### WORK TO BE COMPLETED
Reproduce word for word the lines of the records below, from the line containing "Place one keypoint on each instance of the cascading" through the end of the records, inclusive.

### TASK DATA

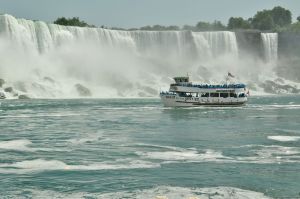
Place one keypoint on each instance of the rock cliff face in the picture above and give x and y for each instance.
(289, 56)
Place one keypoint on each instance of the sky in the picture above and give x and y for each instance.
(138, 13)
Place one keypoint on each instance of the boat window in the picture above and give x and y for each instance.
(214, 94)
(242, 95)
(204, 94)
(224, 95)
(233, 95)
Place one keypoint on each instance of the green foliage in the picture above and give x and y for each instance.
(278, 17)
(205, 26)
(263, 20)
(75, 21)
(281, 16)
(238, 23)
(295, 27)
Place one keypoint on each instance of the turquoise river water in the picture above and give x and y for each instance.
(136, 148)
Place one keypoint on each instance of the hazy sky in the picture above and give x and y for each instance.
(137, 13)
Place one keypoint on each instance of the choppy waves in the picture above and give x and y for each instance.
(161, 192)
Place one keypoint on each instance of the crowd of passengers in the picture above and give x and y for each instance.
(224, 95)
(214, 86)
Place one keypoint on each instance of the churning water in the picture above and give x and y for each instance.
(136, 148)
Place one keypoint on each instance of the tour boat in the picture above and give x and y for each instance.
(184, 93)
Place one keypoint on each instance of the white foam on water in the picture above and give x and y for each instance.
(261, 155)
(282, 138)
(39, 165)
(272, 154)
(161, 192)
(42, 115)
(186, 155)
(16, 145)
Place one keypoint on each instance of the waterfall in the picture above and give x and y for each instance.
(49, 60)
(216, 43)
(270, 43)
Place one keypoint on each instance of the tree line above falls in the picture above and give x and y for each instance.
(278, 19)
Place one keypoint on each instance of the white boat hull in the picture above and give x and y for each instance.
(176, 101)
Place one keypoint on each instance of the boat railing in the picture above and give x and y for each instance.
(167, 93)
(212, 86)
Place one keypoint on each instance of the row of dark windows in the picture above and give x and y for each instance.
(223, 95)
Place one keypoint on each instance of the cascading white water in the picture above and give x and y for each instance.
(270, 42)
(216, 43)
(48, 60)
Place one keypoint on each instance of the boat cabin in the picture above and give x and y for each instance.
(181, 80)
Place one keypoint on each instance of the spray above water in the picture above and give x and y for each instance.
(50, 61)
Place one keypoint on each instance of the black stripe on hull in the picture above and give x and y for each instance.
(214, 104)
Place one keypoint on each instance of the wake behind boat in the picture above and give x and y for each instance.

### FULL SOLUTION
Place one keypoint on each instance of the cascading white water in the picture above and give x and y for each instance.
(270, 42)
(216, 43)
(48, 60)
Place one keypoint on each instance of the boat cabin in the picture above and give x and y for each instance.
(181, 80)
Place one keypoint on each instance of the spray above water in the picture above and give x and y for each instance.
(50, 61)
Place one keypoint on each instance of the black stripe on hull in the picture above and give x and y for each instance.
(214, 104)
Place one keypoint on each instance of the wake behind boat in the picture above and give x and y for each instance.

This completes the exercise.